- _STATED EXERCISE_:
Reproduce the listing that follows with no differences at all.

(Items from a dataset)
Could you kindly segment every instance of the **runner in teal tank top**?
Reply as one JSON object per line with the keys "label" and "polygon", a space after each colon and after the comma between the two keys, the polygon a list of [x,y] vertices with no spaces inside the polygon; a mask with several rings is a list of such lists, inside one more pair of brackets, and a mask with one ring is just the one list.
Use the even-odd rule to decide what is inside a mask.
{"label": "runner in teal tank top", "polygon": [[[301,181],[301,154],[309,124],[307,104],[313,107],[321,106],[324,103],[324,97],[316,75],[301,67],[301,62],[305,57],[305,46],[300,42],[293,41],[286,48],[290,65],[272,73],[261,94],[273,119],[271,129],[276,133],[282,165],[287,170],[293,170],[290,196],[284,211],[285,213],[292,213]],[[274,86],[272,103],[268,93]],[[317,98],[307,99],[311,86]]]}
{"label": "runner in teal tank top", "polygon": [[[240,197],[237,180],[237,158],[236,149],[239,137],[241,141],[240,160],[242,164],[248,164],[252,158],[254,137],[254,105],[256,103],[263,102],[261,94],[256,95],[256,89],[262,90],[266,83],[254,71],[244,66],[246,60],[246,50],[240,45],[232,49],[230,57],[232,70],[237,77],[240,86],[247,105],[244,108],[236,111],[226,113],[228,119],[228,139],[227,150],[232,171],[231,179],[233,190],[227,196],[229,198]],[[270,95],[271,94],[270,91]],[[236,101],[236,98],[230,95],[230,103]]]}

- _PROBLEM SOLUTION_:
Could you kindly segment every instance of the **runner in teal tank top**?
Reply as one JSON object per line with the keys "label" and "polygon", a space after each colon and after the comma between the two keys, the polygon a list of [x,y] vertices with no spaces inside the polygon; a mask with several rings is a list of such lists, inside one more pair of brackets, and a mask with one ring is just the one list.
Use the even-odd rule to decide what is inside a mask.
{"label": "runner in teal tank top", "polygon": [[[301,181],[301,154],[309,124],[307,104],[313,107],[321,106],[324,103],[324,97],[316,75],[301,67],[301,62],[305,57],[305,46],[300,42],[293,41],[286,48],[290,65],[272,73],[261,94],[273,119],[271,129],[276,133],[282,165],[287,170],[293,170],[290,196],[284,211],[285,213],[292,213]],[[274,86],[272,103],[268,93]],[[317,98],[307,99],[311,86]]]}
{"label": "runner in teal tank top", "polygon": [[[240,197],[237,180],[237,158],[236,149],[239,137],[241,141],[240,160],[242,164],[248,164],[252,158],[254,137],[254,105],[256,103],[263,102],[261,94],[256,95],[256,89],[262,90],[266,83],[254,71],[244,66],[246,60],[246,50],[240,45],[232,49],[230,57],[232,70],[237,77],[240,86],[247,105],[244,108],[236,111],[226,113],[228,119],[228,139],[227,150],[232,171],[231,179],[233,190],[227,196],[229,198]],[[270,95],[271,94],[270,91]],[[236,101],[236,98],[230,95],[230,103]]]}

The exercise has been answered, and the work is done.